◆ **Задача 1**
Сколько гусаров сопровождало карету Наполеона при въезде в Раштатт, если верить тексту о Раштаттском конгрессе?
◆ **Задача 2**
Продолжите текст о Раштаттском конгрессе, начиная сразу после его последнего предложения.

В ноябре Наполеон, поручив командование Итальянской армией своему зятю Шарлю Леклерку, отбыл на Раштаттский конгресс через Турин, Шамбери, Женеву, Берн и Базель, где его встречали ликующие толпы. Бурьенн вспоминал: «Прибыв в Берн ночью, мы проехали посреди двойного ряда экипажей, отлично освещенных и наполненных прекрасными женщинами; все кричали: “Да здравствует Бонапарт!”, “Да здравствует Миротворец”»[52]{482}. Наполеон въехал в Раштатт в карете, запряженной восьмеркой лошадей, с эскортом из тридцати гусаров (почести, которых обычно удостаивались монархи). Наполеон понимал, какой эффект это зрелище произведет на народное воображение, и хотел, чтобы молодая Французская республика в силе визуального воздействия не уступала старым европейским монархиям.
Кампоформийский договор ратифицировали 30 ноября в Раштатте. Австрии пришлось отдать свои главные рейнские крепости (Майнц, Филипсбург и Кель), оставить Ульм и Ингольштадт и отвести войска за реку Лех. В то время около 16 млн немцев не состояли подданными ни австрийской, ни прусской короны, и Наполеон хотел, чтобы Франция энергично вербовала себе сторонников среди них, поскольку славные дни Священной Римской империи, объединявшей этих людей, давно миновали. (Он даже назвал Священную Римскую империю «старой шлюхой, которую долго насиловал всякий, кто хотел»{483}.) Наполеон желал компенсировать потери германским правителям, уступающим Франции земли по Кампоформийскому договору, и предстать защитником малых государств от поползновений Австрии и Пруссии. В письме Директории 27 мая он прозорливо замечает: «Если идеи Германии не существует, нам нужно придумать ее для наших собственных нужд»{484}.

(Записи набора данных)
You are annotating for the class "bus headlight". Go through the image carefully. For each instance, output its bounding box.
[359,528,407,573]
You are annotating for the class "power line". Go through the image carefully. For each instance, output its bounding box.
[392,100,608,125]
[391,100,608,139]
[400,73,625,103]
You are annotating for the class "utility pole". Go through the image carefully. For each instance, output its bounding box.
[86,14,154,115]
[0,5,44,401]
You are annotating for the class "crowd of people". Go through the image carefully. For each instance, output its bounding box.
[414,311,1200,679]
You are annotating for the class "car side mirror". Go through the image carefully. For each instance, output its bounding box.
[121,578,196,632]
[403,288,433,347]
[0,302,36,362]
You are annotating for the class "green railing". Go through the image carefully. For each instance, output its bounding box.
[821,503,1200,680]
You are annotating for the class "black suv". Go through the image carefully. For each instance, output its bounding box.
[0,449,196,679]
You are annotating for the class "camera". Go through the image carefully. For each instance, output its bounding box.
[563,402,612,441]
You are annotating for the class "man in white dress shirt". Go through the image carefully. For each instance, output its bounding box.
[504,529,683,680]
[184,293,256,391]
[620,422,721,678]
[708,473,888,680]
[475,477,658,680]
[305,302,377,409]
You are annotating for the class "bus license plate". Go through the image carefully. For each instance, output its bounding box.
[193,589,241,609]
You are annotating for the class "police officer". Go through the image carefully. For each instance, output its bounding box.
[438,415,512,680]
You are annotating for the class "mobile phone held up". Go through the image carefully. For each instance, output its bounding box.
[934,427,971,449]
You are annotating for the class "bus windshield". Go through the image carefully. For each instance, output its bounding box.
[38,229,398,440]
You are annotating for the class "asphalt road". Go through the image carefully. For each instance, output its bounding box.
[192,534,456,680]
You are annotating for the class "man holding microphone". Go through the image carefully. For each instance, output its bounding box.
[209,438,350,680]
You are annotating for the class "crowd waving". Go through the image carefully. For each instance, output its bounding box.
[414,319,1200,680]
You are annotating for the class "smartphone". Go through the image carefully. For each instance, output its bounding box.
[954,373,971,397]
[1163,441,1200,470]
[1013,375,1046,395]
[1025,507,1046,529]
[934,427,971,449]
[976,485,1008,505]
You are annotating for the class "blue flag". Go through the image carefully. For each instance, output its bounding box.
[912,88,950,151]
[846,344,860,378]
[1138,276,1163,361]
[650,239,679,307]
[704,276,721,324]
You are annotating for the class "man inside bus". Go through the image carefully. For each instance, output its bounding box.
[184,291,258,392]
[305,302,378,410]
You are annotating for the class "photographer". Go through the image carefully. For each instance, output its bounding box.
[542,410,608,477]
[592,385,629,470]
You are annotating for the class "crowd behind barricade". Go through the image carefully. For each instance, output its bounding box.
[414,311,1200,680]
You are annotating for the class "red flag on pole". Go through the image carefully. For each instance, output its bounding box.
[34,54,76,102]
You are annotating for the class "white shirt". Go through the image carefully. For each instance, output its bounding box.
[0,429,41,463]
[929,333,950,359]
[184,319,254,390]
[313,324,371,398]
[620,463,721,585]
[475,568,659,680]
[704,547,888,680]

◆ **Ожидаемый ответ 1**
Тридцать гусаров.

◆ **Ожидаемый ответ 2**
Переговоры, которые начал Наполеон (они тянулись до апреля 1799 года), дали ему прекрасную возможность для рассчитанной дипломатической пощечины. Король Швеции, владевший в Германии землями, имел наглость прислать делегатом барона Ханса Акселя фон Ферзена – бывшего любовника Марии-Антуанетты. «Он явился ко мне со всем самодовольством куртизана из “Бычьего глаза”», – сострил Наполеон в письме Талейрану, намекая на комнату [прихожую с круглыми окнами] в личных покоях Людовика XIV в Версале{485}. Фон Ферзену он заявил, что тот «принципиально неприемлем для всякого французского гражданина» и «известен лишь своей привязанностью к правительству, справедливо запрещенному во Франции, и своими бесплодными усилиями оное восстановить»{486}. Наполеон вспоминал: фон Ферзен «ответил, что его величество примет к сведению эти слова, и ушел. Я, разумеется, с обычными церемониями проводил его до дверей»{487}. Фон Ферзена отозвали.
Наполеон выехал из Раштатта в Париж 2 декабря 1797 года, остановившись в пути лишь для того, чтобы в качестве почетного гостя присутствовать в Нанси на обеде, устроенном масонской ложей. (Как правило, масоны, особенно в Италии, поддерживали его программу модернизации.) Наполеон в гражданском платье, в ничем не примечательном экипаже и в сопровождении лишь Бертье и генерала Жана-Этьена Шампионне приехал в столицу 5 декабря в 17 часов. «В планы генерала входило проехать незамеченным, – писал современник, – тогда, во всяком случае, он вел свою игру без шума»{488}.
Наполеон, слишком молодой, чтобы войти в Директорию и не желавший пока что восстанавливать ее против себя, в Париже держался скромно, хотя его приезд, когда о нем узнали, произвел сенсацию. Дочь Жозефины Гортензия вспоминала «едва сдерживаемую толпу из представителей всех сословий, нетерпеливых и жаждущих мельком увидеть покорителя Италии»{489}. Улицу Шантерен, на которой Наполеон с Жозефиной нанимали дом № 6 (название улицы означает «поющие лягушки»: поблизости некогда находилось болото), в его честь переименовали в Виктуар[53]. Вскоре Наполеон приобрел за 52 400 франков дом[54]. О почти патологической расточительности Жозефины можно судить по тому, что она потратила 300 000 франков на то, чтобы украсить арендованное жилище помпейскими фресками, зеркалами, купидонами, розовыми розами, белыми лебедями и так далее{490}.
Много лет спустя Наполеон вспоминал, что парижский период его жизни был для него небезопасен, не в последнюю очередь потому, что солдаты кричали на улицах: «Он должен стать королем! Мы должны сделать его королем!» Наполеон опасался отравления: многие считали (ошибочно), что именно это случилось с Гошем{491}. Сторонник Наполеона рассказывал, что по этой причине тот «избегал участия в политике, редко появлялся на публике и допускал к себе очень немногих генералов, ученых и дипломатов»{492}. Наполеон считал, что люди недолго будут помнить о его победах, и говорил, что «парижане не хранят впечатлений»{493}.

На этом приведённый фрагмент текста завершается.